## EXCERPT TO READ
I need help.
How do you deal with PTSD and autism. Unfortunately, because Little Guy is non-verbal therapy isn't an option, and play therapy has also been ruled out to due to his functioning level.
We've hit a major bump in the road and I can't determine if something new happened or not, but strongly suspect something has trigger memories....I just don't know what to do to help him through this sudden terror.
It is so challenging when they can't TELL you what the problem is.
Does he allow you to hold him? Does rocking help him? Do you think he understands when you speak to him about things? If so, could you tell him, just in simple terms, that he's okay now, that you won't let anything happen, etc.
I would talk with his autism specialist about it. I suspect they might have some ideas. Things that work for my non verbal daughter to calm her are carrying her and patting her back. Giving her a disabled remote control and sometimes (even though she is 11) a pacifier. None of those are long term fixes but they do seem to control the immediate emotional pain
I just wrote out a huge long reply and lost it. *sigh*
My son has classic autism and fairly severe PTSD. The PTSD is a result of 6 1/2 years of abuse and neglect, and major loss (lost two families - his bio family when he came into care at 3 1/2 years old, then his first foster family when he was removed from them and placed with us due to abuse/neglect 3 years later).
Traditional PTSD therapies such as talk therapy or play therapy aren't effective for my son, as he has severely limited verbal and social/play skills. We also learned from a therapist we took him to that, because of his autism and the communication issues that come with that, trying to address PTSD directly with him was likely to trigger and re-traumatize him (way too easy for him to misunderstand).

## EXTRACTED RECORDS
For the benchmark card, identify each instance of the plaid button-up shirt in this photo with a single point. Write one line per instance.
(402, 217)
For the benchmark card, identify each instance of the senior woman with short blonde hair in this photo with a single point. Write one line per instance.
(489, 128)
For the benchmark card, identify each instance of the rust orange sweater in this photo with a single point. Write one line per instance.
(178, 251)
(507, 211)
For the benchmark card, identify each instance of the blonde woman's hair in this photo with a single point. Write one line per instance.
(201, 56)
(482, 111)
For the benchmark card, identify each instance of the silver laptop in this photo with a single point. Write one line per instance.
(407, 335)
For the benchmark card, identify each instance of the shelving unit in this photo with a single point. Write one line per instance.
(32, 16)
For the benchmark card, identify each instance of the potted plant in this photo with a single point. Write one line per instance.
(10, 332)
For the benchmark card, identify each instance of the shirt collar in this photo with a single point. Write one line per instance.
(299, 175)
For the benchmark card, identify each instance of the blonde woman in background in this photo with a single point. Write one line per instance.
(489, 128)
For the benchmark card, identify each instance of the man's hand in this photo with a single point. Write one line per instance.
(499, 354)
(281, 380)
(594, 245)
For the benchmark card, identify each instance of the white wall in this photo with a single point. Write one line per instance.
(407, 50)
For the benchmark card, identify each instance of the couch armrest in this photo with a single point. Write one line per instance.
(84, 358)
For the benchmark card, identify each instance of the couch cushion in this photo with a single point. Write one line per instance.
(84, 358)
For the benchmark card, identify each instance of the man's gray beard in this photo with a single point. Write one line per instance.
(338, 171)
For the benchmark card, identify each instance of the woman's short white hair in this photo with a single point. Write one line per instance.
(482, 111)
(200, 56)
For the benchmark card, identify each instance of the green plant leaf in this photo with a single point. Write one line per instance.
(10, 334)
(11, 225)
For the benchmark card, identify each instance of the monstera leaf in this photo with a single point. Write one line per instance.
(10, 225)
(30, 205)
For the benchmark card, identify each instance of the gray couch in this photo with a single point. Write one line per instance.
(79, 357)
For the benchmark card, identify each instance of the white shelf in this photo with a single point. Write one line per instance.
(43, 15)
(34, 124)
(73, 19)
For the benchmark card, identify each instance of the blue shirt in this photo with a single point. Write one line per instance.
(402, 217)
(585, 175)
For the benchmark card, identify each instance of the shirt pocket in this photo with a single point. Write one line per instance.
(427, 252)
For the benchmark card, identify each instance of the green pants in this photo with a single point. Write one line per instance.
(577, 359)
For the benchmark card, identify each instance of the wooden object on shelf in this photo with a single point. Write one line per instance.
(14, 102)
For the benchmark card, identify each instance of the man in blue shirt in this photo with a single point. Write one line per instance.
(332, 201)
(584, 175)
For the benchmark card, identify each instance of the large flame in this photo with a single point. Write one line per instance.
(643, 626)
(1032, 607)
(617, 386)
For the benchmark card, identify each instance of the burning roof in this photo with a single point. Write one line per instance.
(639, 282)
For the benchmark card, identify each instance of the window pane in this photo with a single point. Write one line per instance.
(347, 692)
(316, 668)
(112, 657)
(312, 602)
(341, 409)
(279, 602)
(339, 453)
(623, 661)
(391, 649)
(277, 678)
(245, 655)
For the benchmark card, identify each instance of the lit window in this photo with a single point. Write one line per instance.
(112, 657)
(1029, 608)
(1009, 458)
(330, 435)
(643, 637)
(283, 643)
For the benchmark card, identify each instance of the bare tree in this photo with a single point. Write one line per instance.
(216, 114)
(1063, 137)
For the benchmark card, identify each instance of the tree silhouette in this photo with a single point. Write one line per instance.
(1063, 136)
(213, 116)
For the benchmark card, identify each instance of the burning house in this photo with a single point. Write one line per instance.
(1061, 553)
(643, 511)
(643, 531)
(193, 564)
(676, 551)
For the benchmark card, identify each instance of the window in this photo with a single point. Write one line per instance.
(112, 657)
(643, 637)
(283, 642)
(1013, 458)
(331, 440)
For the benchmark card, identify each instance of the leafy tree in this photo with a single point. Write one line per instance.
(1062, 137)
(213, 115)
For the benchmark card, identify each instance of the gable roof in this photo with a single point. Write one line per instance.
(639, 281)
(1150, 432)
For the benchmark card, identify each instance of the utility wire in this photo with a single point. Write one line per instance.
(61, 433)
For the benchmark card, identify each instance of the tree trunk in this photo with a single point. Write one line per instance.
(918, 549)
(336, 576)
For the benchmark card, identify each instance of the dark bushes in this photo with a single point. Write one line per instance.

## PROBLEM 1
Return the part of the thread about PTSD and autism from "I need help." to "his functioning level.".
## PROBLEM 2
Summarize the thread about PTSD and autism in two sentences.
## PROBLEM 3
List every method the thread about PTSD and autism names as working to calm the nonverbal daughter.
The records come from a different source than the text.

## TASK SOLUTION 1
I need help.
How do you deal with PTSD and autism. Unfortunately, because Little Guy is non-verbal therapy isn't an option, and play therapy has also been ruled out to due to his functioning level.

## TASK SOLUTION 2
The original poster asks how to help Little Guy, a nonverbal boy with PTSD and autism who is suddenly terrified, since talk therapy and play therapy are not options for him. Replies suggest holding, rocking, simple reassurance, and talking with his autism specialist, and one reply explains that for a son with classic autism and severe PTSD, traditional therapies were ineffective and addressing the PTSD directly was likely to re-traumatize him.

## TASK SOLUTION 3
- Carrying her
- Patting her back
- Giving her a disabled remote control
- Giving her a pacifier